- WHAT TO DO
Please transcribe exactly, and only, the lines of the data below between the line holding "x=236 y=111" and the line holding "x=134 y=177", inclusive.
*** Block opens ***
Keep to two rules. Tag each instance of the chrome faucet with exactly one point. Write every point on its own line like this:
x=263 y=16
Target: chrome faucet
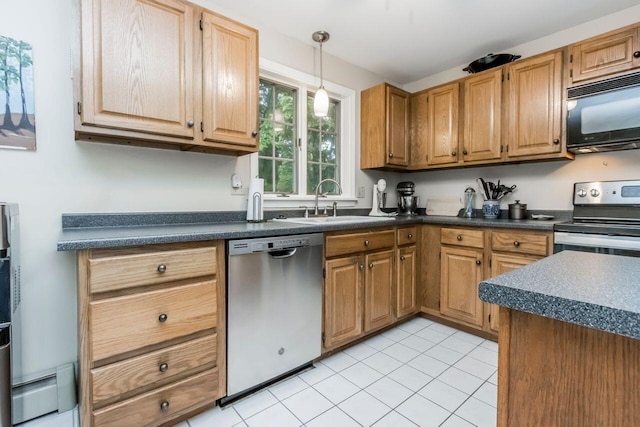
x=315 y=210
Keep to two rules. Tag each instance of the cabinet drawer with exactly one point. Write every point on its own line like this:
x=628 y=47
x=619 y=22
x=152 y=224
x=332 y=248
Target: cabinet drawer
x=518 y=242
x=147 y=410
x=406 y=235
x=131 y=322
x=343 y=244
x=121 y=272
x=462 y=237
x=160 y=366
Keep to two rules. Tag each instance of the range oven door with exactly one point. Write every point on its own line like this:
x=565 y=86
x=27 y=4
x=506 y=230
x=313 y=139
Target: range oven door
x=596 y=243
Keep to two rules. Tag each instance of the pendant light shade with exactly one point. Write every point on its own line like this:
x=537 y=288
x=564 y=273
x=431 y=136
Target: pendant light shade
x=321 y=100
x=321 y=103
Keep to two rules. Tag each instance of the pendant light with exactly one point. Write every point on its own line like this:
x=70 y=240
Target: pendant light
x=321 y=100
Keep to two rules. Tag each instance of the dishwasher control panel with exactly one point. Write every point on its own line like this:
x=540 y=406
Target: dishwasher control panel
x=238 y=247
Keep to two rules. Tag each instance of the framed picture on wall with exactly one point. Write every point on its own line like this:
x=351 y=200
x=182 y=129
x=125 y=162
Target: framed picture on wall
x=17 y=113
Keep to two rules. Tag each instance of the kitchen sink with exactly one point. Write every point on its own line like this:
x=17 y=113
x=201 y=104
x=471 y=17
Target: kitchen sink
x=345 y=219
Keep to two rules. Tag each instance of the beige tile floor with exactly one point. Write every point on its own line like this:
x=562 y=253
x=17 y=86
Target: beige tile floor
x=420 y=373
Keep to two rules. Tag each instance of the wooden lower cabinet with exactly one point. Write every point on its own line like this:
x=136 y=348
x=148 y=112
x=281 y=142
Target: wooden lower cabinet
x=461 y=275
x=152 y=332
x=343 y=290
x=406 y=281
x=379 y=280
x=500 y=264
x=370 y=282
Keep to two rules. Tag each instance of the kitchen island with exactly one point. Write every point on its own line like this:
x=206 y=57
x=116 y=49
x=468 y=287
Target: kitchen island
x=569 y=339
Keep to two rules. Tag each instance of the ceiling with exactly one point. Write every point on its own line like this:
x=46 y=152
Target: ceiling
x=406 y=40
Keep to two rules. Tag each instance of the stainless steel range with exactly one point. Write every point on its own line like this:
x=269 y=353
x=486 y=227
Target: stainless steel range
x=606 y=219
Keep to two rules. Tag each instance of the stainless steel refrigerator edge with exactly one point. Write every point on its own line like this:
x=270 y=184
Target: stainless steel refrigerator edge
x=9 y=300
x=274 y=309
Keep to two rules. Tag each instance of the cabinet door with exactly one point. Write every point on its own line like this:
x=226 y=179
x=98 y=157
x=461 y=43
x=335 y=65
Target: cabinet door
x=534 y=88
x=608 y=54
x=500 y=264
x=406 y=281
x=397 y=126
x=461 y=273
x=378 y=310
x=343 y=300
x=482 y=113
x=443 y=124
x=419 y=131
x=230 y=81
x=137 y=66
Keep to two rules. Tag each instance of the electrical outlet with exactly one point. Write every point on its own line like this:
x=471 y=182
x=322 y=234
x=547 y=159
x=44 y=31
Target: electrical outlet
x=241 y=191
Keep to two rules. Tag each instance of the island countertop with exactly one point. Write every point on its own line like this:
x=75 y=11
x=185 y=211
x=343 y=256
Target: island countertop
x=593 y=290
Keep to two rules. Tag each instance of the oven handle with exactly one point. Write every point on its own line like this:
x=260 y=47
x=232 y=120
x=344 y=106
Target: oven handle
x=597 y=240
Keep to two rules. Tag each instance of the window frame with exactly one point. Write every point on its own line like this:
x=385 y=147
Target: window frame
x=305 y=83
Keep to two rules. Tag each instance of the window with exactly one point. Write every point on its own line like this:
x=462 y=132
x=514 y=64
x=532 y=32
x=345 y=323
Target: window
x=297 y=149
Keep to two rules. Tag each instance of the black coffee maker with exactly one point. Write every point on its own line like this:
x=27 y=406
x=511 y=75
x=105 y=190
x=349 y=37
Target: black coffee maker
x=407 y=202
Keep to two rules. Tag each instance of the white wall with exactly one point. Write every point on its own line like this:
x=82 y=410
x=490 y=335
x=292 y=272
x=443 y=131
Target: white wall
x=64 y=176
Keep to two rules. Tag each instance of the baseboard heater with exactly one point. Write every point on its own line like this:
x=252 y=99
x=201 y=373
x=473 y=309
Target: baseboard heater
x=55 y=392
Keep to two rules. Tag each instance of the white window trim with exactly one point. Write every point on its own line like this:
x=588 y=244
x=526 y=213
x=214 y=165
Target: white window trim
x=286 y=75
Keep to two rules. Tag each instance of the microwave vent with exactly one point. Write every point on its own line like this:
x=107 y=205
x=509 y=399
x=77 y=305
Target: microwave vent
x=604 y=86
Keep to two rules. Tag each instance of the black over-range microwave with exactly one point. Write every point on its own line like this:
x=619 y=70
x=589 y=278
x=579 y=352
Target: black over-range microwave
x=604 y=116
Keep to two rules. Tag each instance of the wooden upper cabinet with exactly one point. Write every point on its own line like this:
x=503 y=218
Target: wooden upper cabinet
x=482 y=117
x=443 y=124
x=534 y=112
x=384 y=140
x=614 y=52
x=137 y=66
x=230 y=81
x=419 y=141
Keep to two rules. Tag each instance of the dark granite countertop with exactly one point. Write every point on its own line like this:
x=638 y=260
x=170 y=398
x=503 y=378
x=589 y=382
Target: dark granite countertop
x=593 y=290
x=87 y=231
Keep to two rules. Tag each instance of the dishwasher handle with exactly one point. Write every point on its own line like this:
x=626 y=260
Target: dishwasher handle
x=283 y=253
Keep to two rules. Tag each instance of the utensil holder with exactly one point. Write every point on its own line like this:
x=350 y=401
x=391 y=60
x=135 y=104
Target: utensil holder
x=491 y=208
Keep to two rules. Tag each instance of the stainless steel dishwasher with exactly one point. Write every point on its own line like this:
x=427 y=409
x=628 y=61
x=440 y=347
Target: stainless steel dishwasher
x=274 y=309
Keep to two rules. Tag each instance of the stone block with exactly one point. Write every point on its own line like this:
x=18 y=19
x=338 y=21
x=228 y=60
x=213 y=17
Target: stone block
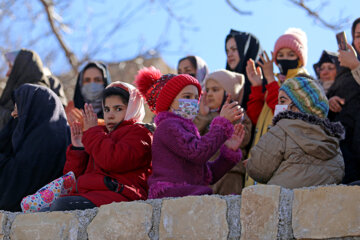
x=259 y=213
x=326 y=212
x=193 y=217
x=125 y=220
x=54 y=225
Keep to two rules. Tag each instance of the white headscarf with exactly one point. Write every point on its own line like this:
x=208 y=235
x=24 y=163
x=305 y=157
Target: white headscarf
x=135 y=109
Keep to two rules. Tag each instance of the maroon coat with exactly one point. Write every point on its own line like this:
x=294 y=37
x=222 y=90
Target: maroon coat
x=124 y=156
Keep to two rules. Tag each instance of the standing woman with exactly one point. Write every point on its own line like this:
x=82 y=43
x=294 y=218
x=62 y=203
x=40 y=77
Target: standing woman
x=344 y=102
x=32 y=145
x=327 y=68
x=194 y=66
x=240 y=47
x=91 y=82
x=25 y=66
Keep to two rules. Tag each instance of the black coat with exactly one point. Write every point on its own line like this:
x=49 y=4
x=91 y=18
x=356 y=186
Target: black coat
x=346 y=87
x=248 y=47
x=32 y=146
x=28 y=68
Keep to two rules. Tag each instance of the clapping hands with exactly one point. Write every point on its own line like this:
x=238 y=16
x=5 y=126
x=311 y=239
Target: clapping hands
x=237 y=138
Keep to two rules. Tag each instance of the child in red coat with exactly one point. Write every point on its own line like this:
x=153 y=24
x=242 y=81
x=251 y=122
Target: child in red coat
x=112 y=162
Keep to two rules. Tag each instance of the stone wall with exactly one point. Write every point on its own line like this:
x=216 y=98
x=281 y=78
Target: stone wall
x=262 y=212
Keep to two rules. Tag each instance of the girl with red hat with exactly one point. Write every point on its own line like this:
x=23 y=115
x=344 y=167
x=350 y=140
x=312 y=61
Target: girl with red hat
x=179 y=154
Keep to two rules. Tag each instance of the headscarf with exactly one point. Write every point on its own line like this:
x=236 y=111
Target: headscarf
x=248 y=47
x=135 y=109
x=27 y=68
x=32 y=146
x=79 y=100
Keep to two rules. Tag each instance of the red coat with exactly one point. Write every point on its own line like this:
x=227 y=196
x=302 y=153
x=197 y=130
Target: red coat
x=257 y=99
x=124 y=155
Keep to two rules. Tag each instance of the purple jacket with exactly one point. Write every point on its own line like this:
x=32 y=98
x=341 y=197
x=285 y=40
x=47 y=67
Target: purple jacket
x=180 y=156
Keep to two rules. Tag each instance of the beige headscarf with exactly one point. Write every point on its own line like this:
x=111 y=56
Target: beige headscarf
x=232 y=82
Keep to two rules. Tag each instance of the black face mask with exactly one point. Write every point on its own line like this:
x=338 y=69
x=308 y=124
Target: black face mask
x=284 y=65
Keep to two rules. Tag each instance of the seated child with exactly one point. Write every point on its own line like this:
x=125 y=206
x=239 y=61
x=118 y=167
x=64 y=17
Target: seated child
x=32 y=145
x=218 y=84
x=112 y=162
x=302 y=148
x=181 y=156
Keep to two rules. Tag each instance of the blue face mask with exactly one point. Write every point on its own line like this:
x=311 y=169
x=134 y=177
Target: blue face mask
x=285 y=65
x=92 y=91
x=188 y=108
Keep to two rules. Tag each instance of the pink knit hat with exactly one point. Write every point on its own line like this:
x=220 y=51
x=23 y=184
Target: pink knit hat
x=296 y=40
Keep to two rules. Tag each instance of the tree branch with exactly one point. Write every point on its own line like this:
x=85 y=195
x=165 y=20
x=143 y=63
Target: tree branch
x=69 y=54
x=236 y=9
x=316 y=16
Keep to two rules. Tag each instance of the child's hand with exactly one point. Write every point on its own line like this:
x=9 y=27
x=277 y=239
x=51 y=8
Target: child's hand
x=90 y=117
x=254 y=74
x=203 y=108
x=76 y=134
x=236 y=139
x=348 y=58
x=231 y=111
x=336 y=103
x=267 y=67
*** Block closes ***
- EXERCISE ANSWER
x=236 y=111
Target: headscarf
x=248 y=47
x=135 y=109
x=27 y=68
x=32 y=146
x=79 y=100
Keep to two rules. Tag each instance of the red coat with exactly one point. Write every point on its own line like this:
x=227 y=196
x=302 y=153
x=197 y=130
Target: red coat
x=257 y=99
x=124 y=155
Keep to two rules. Tag each instance of the purple jacket with exactly one point. Write every point on its own line like this:
x=32 y=98
x=341 y=197
x=285 y=40
x=47 y=67
Target: purple jacket
x=180 y=156
Keep to two rules. Tag each instance of the beige headscarf with exactly one point. Write every point on its own line like this:
x=111 y=56
Target: beige headscarf
x=232 y=82
Keep to two rules. Tag each instance of the black face mask with exactly one point. Write every point on its own line like this:
x=338 y=69
x=308 y=124
Target: black face mask
x=284 y=65
Keep to two rules. Tag each instance of the seated child with exactly one point. Write every point on its own line like this:
x=125 y=206
x=239 y=61
x=118 y=167
x=64 y=17
Target: seated child
x=32 y=145
x=218 y=84
x=112 y=162
x=302 y=148
x=181 y=156
Keep to two rules. Tag each instance of the blue face mask with exactly one point. Write every point on its own line like this:
x=311 y=169
x=134 y=177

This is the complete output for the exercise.